** INSTRUCTIONS FOR THE TASK **
Set down again each entry exactly as it reads, pictures excluded.

[Dataset items]
────────────────────

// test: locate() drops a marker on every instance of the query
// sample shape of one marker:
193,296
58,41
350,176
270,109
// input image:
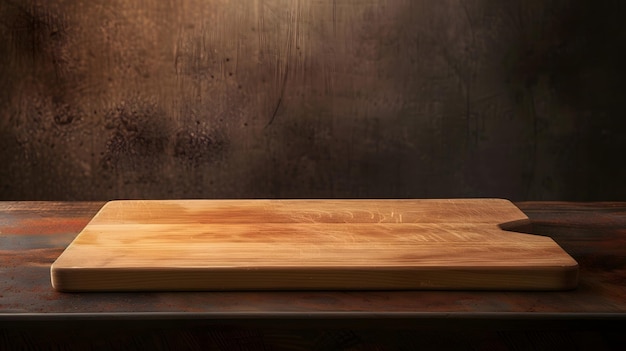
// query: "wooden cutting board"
310,244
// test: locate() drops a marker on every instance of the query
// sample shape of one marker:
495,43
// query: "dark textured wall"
112,99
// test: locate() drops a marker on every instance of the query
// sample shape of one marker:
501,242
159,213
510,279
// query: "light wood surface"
310,244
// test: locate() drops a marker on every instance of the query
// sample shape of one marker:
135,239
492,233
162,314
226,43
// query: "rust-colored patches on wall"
276,98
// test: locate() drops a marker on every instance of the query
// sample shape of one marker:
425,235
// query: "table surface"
33,235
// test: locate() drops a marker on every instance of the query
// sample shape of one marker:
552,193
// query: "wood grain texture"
310,244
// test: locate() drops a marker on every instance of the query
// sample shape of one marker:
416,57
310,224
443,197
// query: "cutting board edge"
548,278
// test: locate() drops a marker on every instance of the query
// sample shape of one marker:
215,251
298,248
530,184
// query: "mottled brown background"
112,99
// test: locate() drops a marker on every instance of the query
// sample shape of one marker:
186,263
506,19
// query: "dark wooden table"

────────────────────

** OUTPUT OF THE EXERCISE **
// test: locate() drops a marker on every instance of the query
// sample shape of one marker:
193,296
58,41
350,176
270,109
// input image:
// query: "wooden cutting board"
310,244
// test: locate() drops a marker on every instance of the query
// sample shape of one marker:
495,43
// query: "dark textured wall"
112,99
// test: locate() drops a marker on every instance of the query
// sample shape of one marker:
501,242
159,213
510,279
// query: "light wood surface"
310,244
// test: locate() drops a marker on every instance of the query
// sample shape of one marker:
135,239
492,233
162,314
226,43
// query: "rust-colored patches on wall"
276,98
// test: locate() drops a marker on every instance of the query
// sample shape of one marker:
425,235
// query: "table surface"
33,235
// test: locate() drops a marker on every instance of the query
// sample shape of one marker:
552,193
// query: "wood grain texture"
310,244
// test: locate() drops a marker on every instance of the query
// sample shape of one marker:
416,57
310,224
443,197
// query: "cutting board edge"
548,278
// test: locate() drops a marker on every instance of the query
// sample shape of one marker:
215,251
298,248
530,184
// query: "mottled brown background"
112,99
// test: locate() drops a marker on every instance of the query
// sample shape of one marker:
186,263
506,19
// query: "dark wooden table"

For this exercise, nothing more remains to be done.